■ **Your instructions**
Starting at the beginning of the material and going on through the line with "Provide the mask of the clump of dirt.", including that line, write those lines again with "dirt" replaced by "soil" and nothing else changed. Leave the pictures out.

——

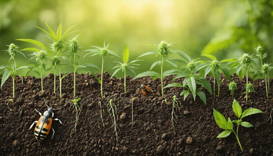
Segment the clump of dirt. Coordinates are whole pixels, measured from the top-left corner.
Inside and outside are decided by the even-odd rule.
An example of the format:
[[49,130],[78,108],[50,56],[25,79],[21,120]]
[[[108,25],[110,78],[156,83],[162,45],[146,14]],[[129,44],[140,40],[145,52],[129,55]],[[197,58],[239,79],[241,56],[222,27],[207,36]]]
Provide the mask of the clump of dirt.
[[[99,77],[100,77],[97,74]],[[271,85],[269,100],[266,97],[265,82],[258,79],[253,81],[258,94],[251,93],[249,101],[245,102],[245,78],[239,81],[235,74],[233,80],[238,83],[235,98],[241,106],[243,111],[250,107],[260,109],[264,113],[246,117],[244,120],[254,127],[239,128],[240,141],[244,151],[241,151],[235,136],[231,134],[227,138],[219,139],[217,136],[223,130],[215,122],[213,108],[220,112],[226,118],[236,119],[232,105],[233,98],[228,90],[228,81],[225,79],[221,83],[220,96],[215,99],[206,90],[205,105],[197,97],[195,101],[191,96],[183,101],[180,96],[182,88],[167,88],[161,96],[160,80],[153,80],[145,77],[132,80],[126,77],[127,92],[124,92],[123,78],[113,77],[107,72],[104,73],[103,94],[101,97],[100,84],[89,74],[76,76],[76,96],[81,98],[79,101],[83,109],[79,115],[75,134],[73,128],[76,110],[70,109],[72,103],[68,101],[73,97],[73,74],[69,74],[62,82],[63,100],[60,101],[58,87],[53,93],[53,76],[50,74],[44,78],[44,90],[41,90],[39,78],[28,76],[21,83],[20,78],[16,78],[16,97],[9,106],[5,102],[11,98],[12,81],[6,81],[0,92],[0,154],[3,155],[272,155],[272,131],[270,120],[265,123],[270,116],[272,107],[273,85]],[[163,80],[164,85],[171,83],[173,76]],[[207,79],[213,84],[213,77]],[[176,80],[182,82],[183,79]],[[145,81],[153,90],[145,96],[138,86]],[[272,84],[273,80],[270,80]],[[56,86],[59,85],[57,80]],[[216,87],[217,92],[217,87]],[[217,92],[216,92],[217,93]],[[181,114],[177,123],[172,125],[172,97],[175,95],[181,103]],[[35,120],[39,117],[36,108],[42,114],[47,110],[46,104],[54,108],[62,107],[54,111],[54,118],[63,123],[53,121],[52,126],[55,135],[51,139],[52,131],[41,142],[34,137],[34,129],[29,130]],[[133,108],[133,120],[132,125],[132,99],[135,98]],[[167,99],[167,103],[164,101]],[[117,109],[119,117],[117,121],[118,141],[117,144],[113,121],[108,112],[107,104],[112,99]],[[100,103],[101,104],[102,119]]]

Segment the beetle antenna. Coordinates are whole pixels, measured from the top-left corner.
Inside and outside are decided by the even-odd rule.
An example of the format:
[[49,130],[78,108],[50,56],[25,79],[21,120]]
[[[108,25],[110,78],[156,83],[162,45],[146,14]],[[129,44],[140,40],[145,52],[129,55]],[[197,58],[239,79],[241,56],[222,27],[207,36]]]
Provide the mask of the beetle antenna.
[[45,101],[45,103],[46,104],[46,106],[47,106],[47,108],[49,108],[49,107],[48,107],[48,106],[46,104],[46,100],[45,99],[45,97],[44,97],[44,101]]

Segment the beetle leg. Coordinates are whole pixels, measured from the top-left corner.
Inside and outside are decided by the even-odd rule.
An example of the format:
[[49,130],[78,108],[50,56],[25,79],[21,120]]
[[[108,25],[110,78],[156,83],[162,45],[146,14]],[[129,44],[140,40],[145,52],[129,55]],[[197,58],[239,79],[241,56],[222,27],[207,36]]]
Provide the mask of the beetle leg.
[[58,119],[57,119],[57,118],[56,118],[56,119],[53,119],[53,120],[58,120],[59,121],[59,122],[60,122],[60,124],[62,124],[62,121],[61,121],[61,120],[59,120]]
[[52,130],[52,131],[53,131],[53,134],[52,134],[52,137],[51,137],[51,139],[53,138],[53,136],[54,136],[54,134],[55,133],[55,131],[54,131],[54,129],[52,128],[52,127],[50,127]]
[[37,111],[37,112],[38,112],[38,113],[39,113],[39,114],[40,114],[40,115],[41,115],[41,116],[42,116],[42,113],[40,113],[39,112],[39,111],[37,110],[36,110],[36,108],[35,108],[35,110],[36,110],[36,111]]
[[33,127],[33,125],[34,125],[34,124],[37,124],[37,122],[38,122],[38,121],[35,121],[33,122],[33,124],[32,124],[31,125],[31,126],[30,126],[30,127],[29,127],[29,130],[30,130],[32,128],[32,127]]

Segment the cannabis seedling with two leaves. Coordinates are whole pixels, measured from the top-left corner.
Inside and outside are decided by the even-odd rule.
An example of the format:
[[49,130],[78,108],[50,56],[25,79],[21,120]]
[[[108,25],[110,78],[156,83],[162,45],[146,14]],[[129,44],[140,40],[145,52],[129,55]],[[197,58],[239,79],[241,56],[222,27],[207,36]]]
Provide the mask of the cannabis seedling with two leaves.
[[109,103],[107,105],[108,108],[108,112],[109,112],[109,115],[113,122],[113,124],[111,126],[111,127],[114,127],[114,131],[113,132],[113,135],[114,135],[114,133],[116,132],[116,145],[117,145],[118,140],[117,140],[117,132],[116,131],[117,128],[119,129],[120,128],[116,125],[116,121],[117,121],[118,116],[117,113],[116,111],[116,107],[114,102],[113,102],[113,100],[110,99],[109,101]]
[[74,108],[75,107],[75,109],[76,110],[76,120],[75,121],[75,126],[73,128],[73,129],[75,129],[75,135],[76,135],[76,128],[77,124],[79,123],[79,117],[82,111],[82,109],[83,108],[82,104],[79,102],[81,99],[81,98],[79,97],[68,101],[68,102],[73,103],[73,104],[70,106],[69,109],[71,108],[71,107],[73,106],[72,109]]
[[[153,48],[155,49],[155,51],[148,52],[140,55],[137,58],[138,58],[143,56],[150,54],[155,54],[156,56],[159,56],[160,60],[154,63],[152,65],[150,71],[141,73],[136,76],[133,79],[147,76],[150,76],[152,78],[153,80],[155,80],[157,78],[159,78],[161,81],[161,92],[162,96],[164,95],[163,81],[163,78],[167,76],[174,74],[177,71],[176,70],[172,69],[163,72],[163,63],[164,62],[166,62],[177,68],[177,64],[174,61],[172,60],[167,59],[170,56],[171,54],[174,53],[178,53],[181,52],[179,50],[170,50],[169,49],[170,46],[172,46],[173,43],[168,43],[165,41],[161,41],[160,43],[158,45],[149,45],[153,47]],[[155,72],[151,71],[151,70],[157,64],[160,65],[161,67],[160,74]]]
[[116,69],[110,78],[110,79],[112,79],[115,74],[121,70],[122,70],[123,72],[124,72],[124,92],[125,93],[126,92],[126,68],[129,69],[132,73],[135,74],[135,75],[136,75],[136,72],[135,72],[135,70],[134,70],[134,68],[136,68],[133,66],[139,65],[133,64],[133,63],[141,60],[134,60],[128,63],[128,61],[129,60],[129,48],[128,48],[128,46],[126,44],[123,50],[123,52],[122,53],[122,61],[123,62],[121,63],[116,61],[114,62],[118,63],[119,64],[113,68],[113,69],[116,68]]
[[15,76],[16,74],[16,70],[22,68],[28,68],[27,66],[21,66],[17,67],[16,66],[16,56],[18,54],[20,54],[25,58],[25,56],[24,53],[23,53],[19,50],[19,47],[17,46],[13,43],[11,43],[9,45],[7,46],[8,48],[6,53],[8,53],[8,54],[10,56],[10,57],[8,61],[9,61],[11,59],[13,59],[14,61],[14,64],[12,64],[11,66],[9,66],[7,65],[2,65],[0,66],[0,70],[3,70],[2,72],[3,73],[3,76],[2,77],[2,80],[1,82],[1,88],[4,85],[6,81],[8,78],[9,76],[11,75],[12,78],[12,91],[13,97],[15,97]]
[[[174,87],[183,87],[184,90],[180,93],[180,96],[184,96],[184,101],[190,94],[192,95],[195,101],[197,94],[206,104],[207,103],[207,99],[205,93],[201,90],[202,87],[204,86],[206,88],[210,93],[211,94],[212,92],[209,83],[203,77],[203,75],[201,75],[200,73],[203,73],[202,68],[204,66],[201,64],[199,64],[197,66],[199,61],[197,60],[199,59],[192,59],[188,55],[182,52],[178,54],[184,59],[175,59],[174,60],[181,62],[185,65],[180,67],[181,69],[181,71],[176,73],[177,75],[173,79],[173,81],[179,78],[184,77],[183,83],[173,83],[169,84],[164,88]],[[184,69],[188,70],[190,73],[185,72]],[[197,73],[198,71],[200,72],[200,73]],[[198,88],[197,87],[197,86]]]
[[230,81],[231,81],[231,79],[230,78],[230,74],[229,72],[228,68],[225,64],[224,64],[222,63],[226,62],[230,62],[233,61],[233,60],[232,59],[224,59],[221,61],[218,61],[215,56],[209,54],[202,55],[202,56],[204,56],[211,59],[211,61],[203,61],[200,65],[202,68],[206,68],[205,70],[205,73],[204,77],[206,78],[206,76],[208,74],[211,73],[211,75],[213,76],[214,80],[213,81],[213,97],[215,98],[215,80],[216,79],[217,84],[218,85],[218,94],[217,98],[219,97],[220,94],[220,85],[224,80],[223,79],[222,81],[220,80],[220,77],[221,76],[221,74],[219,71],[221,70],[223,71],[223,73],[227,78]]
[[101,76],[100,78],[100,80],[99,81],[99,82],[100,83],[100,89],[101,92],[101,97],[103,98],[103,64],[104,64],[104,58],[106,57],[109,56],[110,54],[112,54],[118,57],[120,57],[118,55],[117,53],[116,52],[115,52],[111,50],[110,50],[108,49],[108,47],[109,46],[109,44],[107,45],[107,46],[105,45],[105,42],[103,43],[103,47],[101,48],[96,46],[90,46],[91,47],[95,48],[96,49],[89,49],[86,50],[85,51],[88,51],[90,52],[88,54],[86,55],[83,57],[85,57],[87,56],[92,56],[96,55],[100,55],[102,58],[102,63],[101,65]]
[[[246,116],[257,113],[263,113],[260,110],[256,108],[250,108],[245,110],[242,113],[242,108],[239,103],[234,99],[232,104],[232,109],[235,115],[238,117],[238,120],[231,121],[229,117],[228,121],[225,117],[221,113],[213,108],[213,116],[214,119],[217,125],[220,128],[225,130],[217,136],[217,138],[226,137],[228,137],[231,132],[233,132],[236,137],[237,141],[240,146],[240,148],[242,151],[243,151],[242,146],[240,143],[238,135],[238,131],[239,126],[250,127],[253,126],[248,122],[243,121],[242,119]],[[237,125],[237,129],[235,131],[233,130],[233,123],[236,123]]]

——

■ **Solved exercise**
Segment the clump of soil. Coordinates are whole pixels, measured from the top-left corner.
Inside and outside are decided by the even-odd rule.
An example of the format:
[[49,130],[78,108],[50,56],[25,79],[21,120]]
[[[108,25],[110,78],[156,83],[162,45],[146,14]],[[129,44],[140,40],[145,52],[129,55]],[[197,58],[239,79],[241,56],[222,27],[207,36]]]
Provide the mask of the clump of soil.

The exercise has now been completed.